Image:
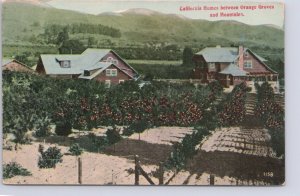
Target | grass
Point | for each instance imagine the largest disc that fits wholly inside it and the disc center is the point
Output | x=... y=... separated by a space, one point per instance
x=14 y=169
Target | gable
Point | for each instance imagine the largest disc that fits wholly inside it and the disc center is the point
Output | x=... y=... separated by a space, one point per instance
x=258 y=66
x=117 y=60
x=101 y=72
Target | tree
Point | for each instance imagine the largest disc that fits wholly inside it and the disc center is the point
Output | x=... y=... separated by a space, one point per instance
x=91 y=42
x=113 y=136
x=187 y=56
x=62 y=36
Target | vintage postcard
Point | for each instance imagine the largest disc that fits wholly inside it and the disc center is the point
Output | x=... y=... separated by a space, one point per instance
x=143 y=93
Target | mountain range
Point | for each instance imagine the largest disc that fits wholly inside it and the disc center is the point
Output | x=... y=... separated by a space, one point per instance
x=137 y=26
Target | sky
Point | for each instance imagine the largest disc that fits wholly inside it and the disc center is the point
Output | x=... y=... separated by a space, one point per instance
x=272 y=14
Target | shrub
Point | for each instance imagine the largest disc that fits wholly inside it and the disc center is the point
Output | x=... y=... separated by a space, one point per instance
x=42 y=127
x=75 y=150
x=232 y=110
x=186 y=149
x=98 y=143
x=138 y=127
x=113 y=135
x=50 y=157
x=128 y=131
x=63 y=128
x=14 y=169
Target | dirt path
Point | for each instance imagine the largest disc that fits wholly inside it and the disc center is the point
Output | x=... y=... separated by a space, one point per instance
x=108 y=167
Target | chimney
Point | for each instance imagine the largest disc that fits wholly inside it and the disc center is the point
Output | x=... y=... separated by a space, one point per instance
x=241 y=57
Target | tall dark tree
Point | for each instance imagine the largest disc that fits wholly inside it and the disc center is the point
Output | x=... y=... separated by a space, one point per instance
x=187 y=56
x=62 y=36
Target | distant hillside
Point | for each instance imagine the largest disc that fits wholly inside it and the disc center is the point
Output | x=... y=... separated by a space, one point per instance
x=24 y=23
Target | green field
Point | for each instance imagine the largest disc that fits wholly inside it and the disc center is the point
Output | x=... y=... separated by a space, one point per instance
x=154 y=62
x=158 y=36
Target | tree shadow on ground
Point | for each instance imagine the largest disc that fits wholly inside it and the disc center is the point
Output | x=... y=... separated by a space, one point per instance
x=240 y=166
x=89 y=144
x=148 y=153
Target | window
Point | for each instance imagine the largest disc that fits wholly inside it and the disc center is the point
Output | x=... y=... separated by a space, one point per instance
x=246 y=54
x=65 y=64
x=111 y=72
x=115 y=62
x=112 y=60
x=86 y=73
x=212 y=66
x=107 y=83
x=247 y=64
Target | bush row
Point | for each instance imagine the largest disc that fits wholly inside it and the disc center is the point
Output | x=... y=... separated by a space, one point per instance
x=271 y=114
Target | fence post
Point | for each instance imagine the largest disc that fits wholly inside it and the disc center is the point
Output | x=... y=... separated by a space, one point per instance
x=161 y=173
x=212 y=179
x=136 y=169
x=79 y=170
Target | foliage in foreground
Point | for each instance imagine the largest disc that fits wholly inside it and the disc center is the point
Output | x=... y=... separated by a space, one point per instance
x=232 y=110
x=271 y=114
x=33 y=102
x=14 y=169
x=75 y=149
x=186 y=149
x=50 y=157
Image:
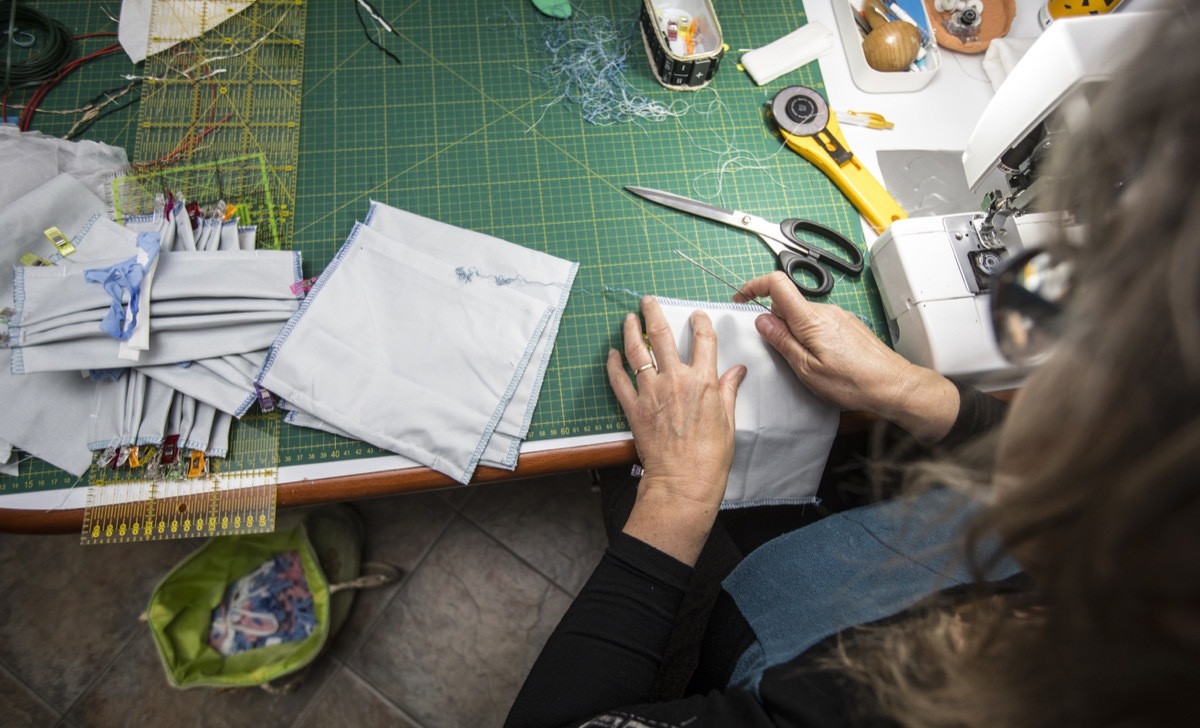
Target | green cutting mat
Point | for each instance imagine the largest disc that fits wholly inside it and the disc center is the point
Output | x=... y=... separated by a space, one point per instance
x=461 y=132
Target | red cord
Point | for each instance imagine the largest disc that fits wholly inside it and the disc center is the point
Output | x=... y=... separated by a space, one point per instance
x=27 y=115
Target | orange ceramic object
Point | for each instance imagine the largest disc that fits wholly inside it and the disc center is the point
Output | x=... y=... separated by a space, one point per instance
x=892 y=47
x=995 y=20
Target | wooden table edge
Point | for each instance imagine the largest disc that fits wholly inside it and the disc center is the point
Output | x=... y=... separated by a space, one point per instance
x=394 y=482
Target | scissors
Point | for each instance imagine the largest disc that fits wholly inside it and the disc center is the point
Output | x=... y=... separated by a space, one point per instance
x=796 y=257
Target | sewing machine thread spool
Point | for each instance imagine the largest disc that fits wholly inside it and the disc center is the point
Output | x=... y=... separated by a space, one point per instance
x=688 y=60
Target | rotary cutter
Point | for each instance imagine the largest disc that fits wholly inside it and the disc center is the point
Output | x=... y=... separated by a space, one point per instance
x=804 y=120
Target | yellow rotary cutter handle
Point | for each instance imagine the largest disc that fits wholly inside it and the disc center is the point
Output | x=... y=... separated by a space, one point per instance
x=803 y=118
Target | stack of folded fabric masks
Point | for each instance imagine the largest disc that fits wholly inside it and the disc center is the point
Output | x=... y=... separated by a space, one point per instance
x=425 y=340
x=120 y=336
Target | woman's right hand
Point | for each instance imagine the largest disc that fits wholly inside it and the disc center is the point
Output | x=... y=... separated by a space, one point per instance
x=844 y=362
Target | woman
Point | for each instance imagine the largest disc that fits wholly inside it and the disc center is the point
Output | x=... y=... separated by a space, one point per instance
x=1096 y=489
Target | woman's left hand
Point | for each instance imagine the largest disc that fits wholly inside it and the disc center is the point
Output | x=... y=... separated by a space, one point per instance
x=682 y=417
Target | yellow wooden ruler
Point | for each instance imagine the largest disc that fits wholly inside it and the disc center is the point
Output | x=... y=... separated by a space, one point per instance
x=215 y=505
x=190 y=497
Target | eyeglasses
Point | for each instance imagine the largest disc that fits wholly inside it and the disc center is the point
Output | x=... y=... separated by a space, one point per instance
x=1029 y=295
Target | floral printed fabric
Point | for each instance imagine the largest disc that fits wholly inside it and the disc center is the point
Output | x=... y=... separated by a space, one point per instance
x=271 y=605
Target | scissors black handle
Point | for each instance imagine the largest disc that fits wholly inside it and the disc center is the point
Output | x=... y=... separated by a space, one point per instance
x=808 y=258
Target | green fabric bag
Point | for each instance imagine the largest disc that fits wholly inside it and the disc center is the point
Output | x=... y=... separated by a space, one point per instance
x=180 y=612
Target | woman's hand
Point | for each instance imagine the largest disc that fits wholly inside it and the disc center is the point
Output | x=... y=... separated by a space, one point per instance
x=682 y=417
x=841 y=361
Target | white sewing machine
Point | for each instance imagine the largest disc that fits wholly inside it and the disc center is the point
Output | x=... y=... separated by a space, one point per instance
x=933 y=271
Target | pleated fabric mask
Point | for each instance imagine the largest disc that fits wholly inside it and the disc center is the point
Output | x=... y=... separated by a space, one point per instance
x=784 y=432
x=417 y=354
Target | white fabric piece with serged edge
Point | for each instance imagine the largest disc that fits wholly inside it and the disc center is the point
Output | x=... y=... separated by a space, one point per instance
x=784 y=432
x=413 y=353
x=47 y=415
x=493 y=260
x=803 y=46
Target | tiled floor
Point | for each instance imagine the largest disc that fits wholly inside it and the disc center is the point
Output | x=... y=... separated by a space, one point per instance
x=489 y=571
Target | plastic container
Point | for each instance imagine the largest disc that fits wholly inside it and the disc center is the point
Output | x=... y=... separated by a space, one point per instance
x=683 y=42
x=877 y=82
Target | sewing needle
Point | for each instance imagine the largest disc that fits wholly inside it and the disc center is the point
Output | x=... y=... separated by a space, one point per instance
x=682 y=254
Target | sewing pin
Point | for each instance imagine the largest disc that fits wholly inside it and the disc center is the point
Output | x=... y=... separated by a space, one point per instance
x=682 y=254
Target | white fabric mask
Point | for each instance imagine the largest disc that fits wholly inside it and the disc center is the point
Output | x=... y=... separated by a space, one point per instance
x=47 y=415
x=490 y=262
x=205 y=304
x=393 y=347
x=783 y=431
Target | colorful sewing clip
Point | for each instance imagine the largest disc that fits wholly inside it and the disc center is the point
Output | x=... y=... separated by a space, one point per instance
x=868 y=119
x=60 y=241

━━━

▶ _Brief_
In the records above, find the line with "Target | window"; write out exactly that line and each one after it, stopping after the line with "Target | bush row".

▶ _Result of this exercise_
Target | window
Point | for each instance imagine the largest disc that fits wholly inside it and the disc center is the point
Output | x=... y=... separated by a space, one point per instance
x=246 y=54
x=65 y=64
x=111 y=72
x=115 y=62
x=112 y=60
x=86 y=73
x=212 y=66
x=107 y=83
x=247 y=64
Target | bush row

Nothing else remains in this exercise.